DIRECTIONS:
Copy out, in full, each line below that contains the word "rings".

RECORDS FOR PROCESSING:
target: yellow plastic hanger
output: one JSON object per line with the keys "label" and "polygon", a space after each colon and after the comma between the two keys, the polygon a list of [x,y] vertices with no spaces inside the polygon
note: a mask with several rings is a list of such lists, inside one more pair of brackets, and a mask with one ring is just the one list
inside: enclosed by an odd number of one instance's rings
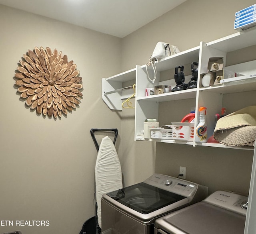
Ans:
{"label": "yellow plastic hanger", "polygon": [[[125,100],[125,101],[124,101],[122,104],[122,107],[123,108],[135,108],[134,107],[132,106],[132,103],[130,101],[130,100],[133,98],[134,96],[135,96],[135,94],[136,94],[136,92],[135,92],[135,84],[134,84],[133,86],[132,86],[132,88],[133,88],[133,90],[134,91],[134,93],[129,98],[127,98],[126,100]],[[126,103],[127,104],[128,106],[124,106],[124,104]]]}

RESULT OF THE TASK:
note: a mask with several rings is a list of such lists, inside one more pair of brackets, and a mask with one ring is just the one list
inside: enclosed by an odd number of one instance's rings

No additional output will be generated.